■ TASK DESCRIPTION ■
Convert the lines below into a numbered list, leaving out any blank lines.

Excerpts from a point labeling dataset
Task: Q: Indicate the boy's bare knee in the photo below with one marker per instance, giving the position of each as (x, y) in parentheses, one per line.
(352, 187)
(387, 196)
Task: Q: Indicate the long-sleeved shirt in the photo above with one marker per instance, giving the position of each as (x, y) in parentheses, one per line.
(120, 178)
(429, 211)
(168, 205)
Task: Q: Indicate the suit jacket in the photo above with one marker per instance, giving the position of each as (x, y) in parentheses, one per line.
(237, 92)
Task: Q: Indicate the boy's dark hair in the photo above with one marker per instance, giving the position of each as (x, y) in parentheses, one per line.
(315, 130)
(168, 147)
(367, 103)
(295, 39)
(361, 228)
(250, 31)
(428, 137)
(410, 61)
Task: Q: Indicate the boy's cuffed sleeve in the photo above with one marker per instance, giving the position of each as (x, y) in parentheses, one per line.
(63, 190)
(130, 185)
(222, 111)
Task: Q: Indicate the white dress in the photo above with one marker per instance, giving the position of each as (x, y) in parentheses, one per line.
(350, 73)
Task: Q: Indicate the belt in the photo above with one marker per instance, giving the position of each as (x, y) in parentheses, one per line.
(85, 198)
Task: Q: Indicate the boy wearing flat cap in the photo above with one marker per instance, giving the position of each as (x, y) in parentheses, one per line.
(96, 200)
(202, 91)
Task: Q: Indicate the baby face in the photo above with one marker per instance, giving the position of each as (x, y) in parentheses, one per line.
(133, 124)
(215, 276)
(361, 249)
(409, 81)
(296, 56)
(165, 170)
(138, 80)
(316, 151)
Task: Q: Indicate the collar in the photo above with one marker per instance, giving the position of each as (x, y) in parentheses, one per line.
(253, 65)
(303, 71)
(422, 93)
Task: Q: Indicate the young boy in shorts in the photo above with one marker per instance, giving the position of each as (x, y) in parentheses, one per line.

■ EXPECTED OUTPUT ■
1. Task: Q: Indicate the boy's bare knee in the photo below with one marker per instance, giving the position of each as (x, y) in parentheses, one per line.
2. (352, 187)
3. (387, 196)
4. Task: Q: Indicate the long-sleeved shirt in the photo above with one marker per instance, giving the position of each as (x, y) in parentheses, one per line.
5. (120, 178)
6. (429, 211)
7. (168, 205)
8. Task: Q: Indicate the suit jacket in the photo above with one marker per instance, giving the position of each as (x, y) in parentheses, one per line.
9. (237, 92)
10. Task: Q: Indicate the boy's dark hair in the photo above with one marker per instance, giving the position of each as (x, y) in parentheses, one per line.
11. (315, 130)
12. (168, 147)
13. (367, 103)
14. (295, 39)
15. (361, 228)
16. (250, 31)
17. (428, 137)
18. (410, 61)
19. Task: Q: Indicate the boy's cuffed sleeve in the photo above with one marker per instance, giving the position of each as (x, y) in parentheses, one per line.
20. (63, 190)
21. (130, 185)
22. (222, 111)
23. Task: Q: Indicate the white dress in the photo above with one marker per instance, giving the position of each as (x, y) in parentheses, one per line.
24. (350, 73)
25. Task: Q: Indicate the belt in the photo above with one marker per instance, giving the position of each as (x, y) in parentheses, one per line.
26. (85, 198)
27. Task: Q: Indicate the boy wearing flat cap in the photo above with one marker per instance, giving the position of each as (x, y) in parentheses, one per line.
28. (96, 200)
29. (202, 91)
30. Task: Q: Indicate the baby face in the photo above with one marker per instance, giving the position of each as (x, y) in parentheses, one per line.
31. (133, 124)
32. (215, 276)
33. (361, 249)
34. (409, 81)
35. (296, 56)
36. (165, 170)
37. (138, 80)
38. (316, 151)
39. Task: Q: Indicate the collar in the photo above with one marker per instance, giving the position of each as (x, y) in parentheses, one per line.
40. (253, 65)
41. (303, 71)
42. (422, 93)
43. Task: Q: Indicate the young boy in shorts in the photo above with one marker per instance, giving the position of each as (x, y) in parentheses, one per line.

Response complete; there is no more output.